PROBLEM STATEMENT: Gather all lines in the entries that include the word "wooden".
---------- RECORDS FOR THE TASK
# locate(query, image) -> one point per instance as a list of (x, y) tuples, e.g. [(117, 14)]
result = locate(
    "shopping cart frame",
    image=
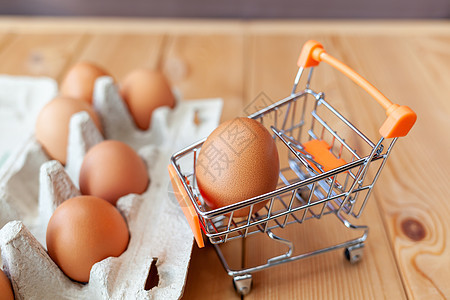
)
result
[(317, 191)]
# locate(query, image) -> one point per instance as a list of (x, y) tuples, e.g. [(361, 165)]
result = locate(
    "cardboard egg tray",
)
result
[(32, 186)]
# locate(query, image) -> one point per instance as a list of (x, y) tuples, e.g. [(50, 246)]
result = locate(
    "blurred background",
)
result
[(231, 8)]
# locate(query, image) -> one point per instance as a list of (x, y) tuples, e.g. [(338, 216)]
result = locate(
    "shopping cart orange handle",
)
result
[(400, 119), (186, 205)]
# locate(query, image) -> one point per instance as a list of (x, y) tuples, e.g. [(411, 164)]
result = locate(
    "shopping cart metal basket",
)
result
[(331, 169)]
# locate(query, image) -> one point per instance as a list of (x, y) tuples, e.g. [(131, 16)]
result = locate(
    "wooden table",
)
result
[(407, 254)]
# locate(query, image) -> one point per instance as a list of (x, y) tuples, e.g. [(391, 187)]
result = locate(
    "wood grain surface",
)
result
[(407, 254)]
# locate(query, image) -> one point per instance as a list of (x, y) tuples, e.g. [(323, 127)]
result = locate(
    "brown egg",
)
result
[(238, 161), (6, 292), (79, 81), (83, 231), (52, 125), (143, 91), (112, 169)]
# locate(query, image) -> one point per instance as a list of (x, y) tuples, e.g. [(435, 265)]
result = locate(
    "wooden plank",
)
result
[(414, 197), (326, 276), (121, 53), (208, 66), (39, 54)]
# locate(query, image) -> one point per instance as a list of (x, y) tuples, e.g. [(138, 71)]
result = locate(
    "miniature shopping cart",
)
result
[(331, 169)]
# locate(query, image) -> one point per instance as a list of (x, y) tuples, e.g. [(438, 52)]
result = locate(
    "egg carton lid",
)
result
[(32, 186)]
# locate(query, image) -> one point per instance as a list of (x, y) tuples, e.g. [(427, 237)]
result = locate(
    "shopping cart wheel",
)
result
[(354, 253), (243, 284)]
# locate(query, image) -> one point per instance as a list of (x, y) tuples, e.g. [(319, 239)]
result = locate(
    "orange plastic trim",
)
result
[(400, 118), (186, 206), (320, 151)]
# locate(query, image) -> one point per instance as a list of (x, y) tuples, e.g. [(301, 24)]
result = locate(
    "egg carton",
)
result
[(32, 186)]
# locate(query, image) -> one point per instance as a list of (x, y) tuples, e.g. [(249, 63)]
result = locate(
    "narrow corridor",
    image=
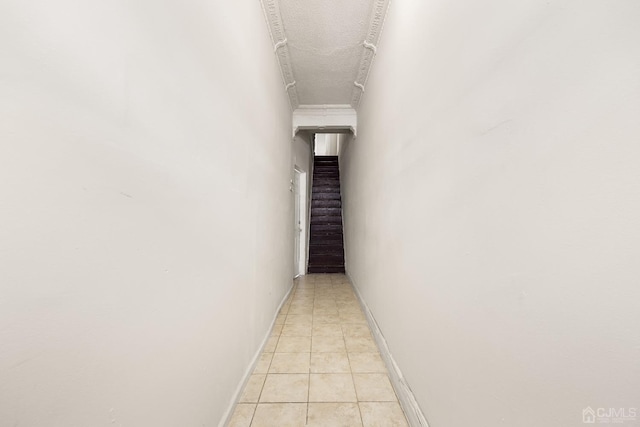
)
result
[(321, 366)]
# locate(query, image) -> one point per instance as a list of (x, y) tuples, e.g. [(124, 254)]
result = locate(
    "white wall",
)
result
[(491, 202), (145, 212)]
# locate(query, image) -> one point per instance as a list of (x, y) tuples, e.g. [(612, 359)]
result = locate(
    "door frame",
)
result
[(300, 221)]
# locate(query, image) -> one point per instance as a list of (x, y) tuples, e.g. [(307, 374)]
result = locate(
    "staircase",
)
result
[(326, 252)]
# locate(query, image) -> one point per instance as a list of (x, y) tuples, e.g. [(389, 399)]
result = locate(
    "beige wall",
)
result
[(492, 200), (145, 212)]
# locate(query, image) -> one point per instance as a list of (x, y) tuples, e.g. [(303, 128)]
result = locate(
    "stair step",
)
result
[(326, 270), (326, 211), (325, 189), (326, 219), (325, 196), (326, 204), (326, 228), (326, 260)]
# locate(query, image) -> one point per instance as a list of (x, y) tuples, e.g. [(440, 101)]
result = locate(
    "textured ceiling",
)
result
[(325, 44), (320, 45)]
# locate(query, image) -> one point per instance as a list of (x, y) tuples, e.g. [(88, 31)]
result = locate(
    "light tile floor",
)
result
[(321, 366)]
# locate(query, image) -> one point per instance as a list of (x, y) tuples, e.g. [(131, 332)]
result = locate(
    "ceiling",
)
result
[(325, 47)]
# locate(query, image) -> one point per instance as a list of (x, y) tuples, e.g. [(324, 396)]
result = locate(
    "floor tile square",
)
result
[(262, 367), (285, 388), (360, 344), (331, 388), (330, 363), (294, 345), (326, 330), (334, 415), (374, 388), (290, 363), (352, 318), (271, 344), (382, 414), (327, 344), (242, 415), (356, 330), (252, 390), (296, 330), (280, 414), (277, 329), (367, 363), (298, 319)]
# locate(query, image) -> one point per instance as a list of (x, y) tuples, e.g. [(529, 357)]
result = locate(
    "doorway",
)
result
[(300, 222)]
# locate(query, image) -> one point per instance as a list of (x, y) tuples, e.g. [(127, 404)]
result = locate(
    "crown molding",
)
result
[(369, 49), (271, 10)]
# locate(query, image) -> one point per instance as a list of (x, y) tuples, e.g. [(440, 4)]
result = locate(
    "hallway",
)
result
[(321, 366), (156, 202)]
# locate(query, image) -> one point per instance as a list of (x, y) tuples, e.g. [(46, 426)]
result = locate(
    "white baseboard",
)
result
[(410, 406), (226, 417)]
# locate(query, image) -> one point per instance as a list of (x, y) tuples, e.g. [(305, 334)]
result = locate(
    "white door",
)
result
[(299, 223), (297, 226)]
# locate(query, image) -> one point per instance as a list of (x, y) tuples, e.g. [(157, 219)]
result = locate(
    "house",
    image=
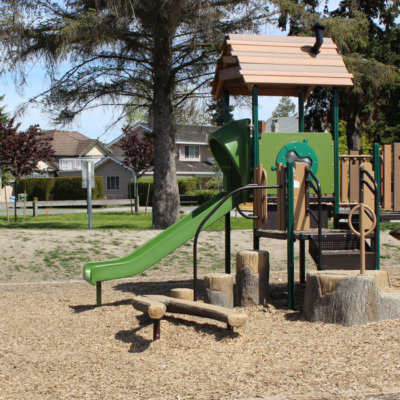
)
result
[(71, 148), (193, 159)]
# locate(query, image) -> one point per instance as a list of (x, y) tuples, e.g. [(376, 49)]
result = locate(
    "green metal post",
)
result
[(256, 150), (335, 128), (290, 233), (98, 294), (377, 170), (302, 244), (301, 112), (228, 215)]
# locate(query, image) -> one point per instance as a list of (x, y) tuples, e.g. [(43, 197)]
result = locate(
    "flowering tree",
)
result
[(138, 151), (20, 152)]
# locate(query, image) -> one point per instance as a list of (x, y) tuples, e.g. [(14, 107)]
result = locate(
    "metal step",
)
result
[(341, 251)]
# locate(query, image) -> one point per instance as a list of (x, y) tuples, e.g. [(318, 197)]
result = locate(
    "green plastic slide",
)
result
[(158, 247), (230, 147)]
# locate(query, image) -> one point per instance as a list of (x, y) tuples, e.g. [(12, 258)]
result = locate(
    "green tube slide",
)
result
[(229, 146)]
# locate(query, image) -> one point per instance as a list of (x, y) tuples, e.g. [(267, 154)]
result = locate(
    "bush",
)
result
[(204, 195), (212, 184), (186, 186), (36, 187), (70, 188)]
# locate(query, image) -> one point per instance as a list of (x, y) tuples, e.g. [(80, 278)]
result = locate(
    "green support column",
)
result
[(377, 170), (256, 149), (98, 294), (302, 243), (290, 233), (335, 129), (301, 112), (228, 215)]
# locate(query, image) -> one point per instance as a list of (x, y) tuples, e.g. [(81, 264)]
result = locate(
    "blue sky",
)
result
[(93, 123)]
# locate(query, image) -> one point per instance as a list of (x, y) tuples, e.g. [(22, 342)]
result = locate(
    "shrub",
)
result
[(70, 188), (36, 187), (204, 195), (186, 186), (212, 184)]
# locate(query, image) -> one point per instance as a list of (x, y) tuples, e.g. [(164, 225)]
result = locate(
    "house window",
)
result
[(192, 152), (112, 182)]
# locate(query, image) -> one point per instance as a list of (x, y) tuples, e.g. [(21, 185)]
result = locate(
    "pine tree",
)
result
[(285, 108)]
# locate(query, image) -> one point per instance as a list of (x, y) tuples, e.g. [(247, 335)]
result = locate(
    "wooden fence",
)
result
[(390, 177)]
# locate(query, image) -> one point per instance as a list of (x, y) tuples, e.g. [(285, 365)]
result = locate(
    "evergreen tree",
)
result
[(160, 52), (216, 109), (285, 108)]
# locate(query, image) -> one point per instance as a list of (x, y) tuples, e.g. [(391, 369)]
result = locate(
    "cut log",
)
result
[(219, 290), (230, 317), (348, 299), (154, 309), (183, 294), (252, 277)]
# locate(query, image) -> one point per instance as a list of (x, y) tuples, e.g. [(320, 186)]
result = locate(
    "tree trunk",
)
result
[(353, 127), (166, 193)]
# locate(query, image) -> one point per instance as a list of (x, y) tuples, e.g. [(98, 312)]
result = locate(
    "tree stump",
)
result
[(219, 290), (345, 298), (183, 294), (252, 277)]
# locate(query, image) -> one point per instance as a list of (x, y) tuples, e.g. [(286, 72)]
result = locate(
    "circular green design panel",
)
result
[(298, 152)]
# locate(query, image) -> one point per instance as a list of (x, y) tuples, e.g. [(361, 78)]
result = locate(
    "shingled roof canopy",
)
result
[(279, 65)]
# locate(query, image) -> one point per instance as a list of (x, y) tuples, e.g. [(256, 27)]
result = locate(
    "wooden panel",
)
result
[(291, 61), (278, 44), (293, 68), (284, 39), (281, 196), (387, 176), (396, 177), (354, 178), (301, 55), (301, 220), (369, 197), (282, 50), (258, 79), (293, 73), (344, 181)]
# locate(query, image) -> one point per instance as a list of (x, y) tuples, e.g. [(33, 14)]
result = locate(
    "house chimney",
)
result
[(275, 125), (262, 126)]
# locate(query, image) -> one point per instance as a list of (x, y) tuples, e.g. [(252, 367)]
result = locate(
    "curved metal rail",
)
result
[(247, 187)]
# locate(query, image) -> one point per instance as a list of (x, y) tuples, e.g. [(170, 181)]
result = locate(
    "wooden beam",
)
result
[(279, 44), (283, 50), (229, 73), (229, 60)]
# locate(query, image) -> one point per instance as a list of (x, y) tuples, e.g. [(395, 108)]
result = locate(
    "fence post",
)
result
[(35, 207)]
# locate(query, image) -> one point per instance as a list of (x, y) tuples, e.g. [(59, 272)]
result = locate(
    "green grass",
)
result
[(121, 221)]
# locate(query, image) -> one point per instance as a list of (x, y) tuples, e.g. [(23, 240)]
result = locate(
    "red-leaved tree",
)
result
[(138, 151), (20, 152)]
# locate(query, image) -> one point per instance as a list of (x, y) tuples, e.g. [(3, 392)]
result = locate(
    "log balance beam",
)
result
[(156, 306)]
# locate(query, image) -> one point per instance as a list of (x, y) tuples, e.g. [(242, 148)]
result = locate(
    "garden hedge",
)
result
[(69, 188)]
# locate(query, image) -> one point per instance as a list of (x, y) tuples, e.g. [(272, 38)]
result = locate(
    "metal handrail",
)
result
[(374, 191), (196, 237), (318, 220)]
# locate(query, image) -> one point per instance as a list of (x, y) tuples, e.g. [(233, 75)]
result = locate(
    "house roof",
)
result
[(279, 65), (286, 124), (70, 143)]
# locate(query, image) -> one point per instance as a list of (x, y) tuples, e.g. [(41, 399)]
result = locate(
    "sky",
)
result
[(93, 123)]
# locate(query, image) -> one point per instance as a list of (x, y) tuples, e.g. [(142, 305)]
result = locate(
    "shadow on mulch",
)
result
[(159, 288), (138, 343), (83, 308)]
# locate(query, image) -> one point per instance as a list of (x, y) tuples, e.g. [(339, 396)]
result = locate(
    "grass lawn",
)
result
[(106, 221)]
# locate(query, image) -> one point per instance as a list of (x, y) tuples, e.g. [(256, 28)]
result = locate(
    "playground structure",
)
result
[(302, 169)]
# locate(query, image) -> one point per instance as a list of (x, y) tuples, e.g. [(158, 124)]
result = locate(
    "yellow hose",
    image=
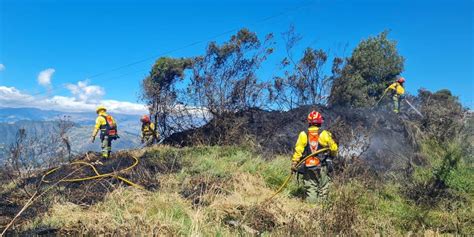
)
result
[(98, 175), (287, 180)]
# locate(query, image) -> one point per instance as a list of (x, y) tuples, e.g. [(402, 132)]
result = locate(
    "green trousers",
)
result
[(316, 183), (396, 103), (149, 140), (106, 145)]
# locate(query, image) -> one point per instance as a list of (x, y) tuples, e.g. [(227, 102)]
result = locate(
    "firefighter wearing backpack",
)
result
[(148, 131), (397, 91), (108, 130), (315, 170)]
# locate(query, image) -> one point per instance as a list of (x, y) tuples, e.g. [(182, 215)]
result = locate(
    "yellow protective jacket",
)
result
[(148, 129), (325, 141), (397, 88), (100, 123)]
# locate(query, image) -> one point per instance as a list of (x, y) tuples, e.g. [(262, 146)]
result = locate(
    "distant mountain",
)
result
[(42, 122)]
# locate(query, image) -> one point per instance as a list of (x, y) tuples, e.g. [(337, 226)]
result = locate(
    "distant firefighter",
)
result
[(149, 136), (397, 91), (108, 130)]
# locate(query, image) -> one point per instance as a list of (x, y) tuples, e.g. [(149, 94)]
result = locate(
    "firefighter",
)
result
[(108, 130), (148, 135), (397, 91), (316, 170)]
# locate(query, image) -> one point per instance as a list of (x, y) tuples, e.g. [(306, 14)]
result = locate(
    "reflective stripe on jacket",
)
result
[(397, 88), (148, 129), (100, 123), (325, 141)]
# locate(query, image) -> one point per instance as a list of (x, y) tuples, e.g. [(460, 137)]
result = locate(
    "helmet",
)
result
[(315, 118), (145, 119), (99, 108)]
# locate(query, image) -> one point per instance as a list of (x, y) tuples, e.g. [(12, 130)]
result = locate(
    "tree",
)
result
[(224, 79), (305, 83), (374, 63), (159, 90)]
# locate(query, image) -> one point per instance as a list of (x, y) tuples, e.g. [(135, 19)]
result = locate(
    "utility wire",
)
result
[(100, 74)]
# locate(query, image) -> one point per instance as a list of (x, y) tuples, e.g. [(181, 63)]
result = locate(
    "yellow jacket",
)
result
[(148, 129), (397, 88), (325, 141), (100, 122)]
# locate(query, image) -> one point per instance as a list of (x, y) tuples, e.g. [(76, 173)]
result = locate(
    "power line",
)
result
[(286, 12)]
--------------------
EXERCISE SOLUTION:
    "wooden table",
    "wooden plank",
    "wooden fence",
    "wooden panel",
    "wooden beam",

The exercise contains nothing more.